WHAT YOU HAVE TO DO: Each line below needs to be duplicated without alteration.

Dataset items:
--*--
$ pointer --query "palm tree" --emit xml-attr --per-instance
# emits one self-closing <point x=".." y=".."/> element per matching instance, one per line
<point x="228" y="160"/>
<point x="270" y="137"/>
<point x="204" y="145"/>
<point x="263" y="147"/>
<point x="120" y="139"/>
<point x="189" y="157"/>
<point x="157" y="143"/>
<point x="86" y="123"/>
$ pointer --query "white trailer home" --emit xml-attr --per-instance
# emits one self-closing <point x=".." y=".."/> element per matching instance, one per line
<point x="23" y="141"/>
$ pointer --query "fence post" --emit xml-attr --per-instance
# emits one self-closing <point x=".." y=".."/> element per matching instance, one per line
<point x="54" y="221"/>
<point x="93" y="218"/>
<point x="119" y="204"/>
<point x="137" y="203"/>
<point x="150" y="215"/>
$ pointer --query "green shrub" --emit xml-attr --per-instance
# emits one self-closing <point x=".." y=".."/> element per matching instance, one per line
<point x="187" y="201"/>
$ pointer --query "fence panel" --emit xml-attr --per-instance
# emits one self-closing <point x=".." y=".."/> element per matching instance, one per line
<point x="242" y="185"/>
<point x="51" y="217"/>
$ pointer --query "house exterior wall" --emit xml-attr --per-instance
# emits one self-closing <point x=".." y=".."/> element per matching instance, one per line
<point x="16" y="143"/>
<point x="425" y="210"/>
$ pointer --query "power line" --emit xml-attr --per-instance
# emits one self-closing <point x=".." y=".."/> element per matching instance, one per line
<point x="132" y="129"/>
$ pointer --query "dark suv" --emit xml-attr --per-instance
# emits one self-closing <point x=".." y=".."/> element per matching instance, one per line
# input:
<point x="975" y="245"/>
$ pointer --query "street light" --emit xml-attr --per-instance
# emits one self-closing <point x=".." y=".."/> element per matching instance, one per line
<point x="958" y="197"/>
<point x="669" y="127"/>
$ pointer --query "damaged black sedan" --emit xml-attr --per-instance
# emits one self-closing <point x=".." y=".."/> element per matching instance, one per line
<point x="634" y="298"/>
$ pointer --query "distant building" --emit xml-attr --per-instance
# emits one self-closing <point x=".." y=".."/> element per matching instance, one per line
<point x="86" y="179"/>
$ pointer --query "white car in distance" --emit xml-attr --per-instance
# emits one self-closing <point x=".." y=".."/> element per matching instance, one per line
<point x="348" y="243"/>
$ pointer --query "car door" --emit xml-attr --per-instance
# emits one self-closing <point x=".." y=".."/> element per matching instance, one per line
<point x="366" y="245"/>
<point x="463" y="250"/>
--*--
YOUR RESPONSE:
$ pointer --query "palm tree" --emit xml-attr --per-instance
# emits one self-closing <point x=".." y=".."/> element per matching instance, one per line
<point x="228" y="160"/>
<point x="270" y="137"/>
<point x="204" y="145"/>
<point x="263" y="147"/>
<point x="120" y="139"/>
<point x="189" y="157"/>
<point x="157" y="143"/>
<point x="86" y="123"/>
$ pointer --query "white trailer home" --emit xml-attr --per-instance
# emits one self-closing <point x=".." y=".."/> element per matching instance, one per line
<point x="23" y="141"/>
$ pointer --query "fence post" --emit xml-attr --per-instance
# emits one self-closing <point x=".." y=".."/> element per matching instance, one per line
<point x="54" y="221"/>
<point x="93" y="218"/>
<point x="119" y="204"/>
<point x="137" y="203"/>
<point x="150" y="215"/>
$ pointer --query "green shrub" --emit xml-attr --per-instance
# emits one self-closing <point x=".." y=".."/> element per matching instance, one per line
<point x="187" y="201"/>
$ pointer --query "fence panel" --emit xml-attr --per-instance
# emits one self-closing <point x=".." y=".."/> element per matching instance, one per line
<point x="242" y="185"/>
<point x="51" y="217"/>
$ pointer --query "house exterior wall" --emit xml-attr --per-instance
# emits one self-closing <point x=".." y=".."/> element per matching instance, one per line
<point x="16" y="143"/>
<point x="425" y="210"/>
$ pointer --query "power line" --emit xml-attr --per-instance
# emits one self-closing <point x=".." y=".."/> element per matching instance, one per line
<point x="132" y="129"/>
$ pointer --query "dark suv" --emit xml-attr --per-instance
# emits one self-closing <point x=".." y=".."/> element per matching instance, one per line
# input:
<point x="975" y="245"/>
$ pointer --query "street light" --emit xml-attr --per-instance
# emits one self-closing <point x=".." y=".."/> element per matching instance, one per line
<point x="958" y="197"/>
<point x="669" y="127"/>
$ pointer --query "damaged black sedan" --emit xml-attr --per-instance
# emits one self-closing <point x=".." y=".."/> element per matching instance, one per line
<point x="634" y="298"/>
$ pointer --query "distant building" --emit xml-attr --per-instance
# emits one self-closing <point x=".." y=".."/> element per matching instance, one per line
<point x="86" y="179"/>
$ pointer --query "white car in distance" --emit xml-attr --per-instance
# emits one self-closing <point x=".." y=".."/> element per matching instance, one per line
<point x="348" y="243"/>
$ pointer --query "car door" --emit xml-attr --per-instance
# emits one self-closing <point x=".." y=".."/> element per matching instance, one per line
<point x="366" y="245"/>
<point x="463" y="250"/>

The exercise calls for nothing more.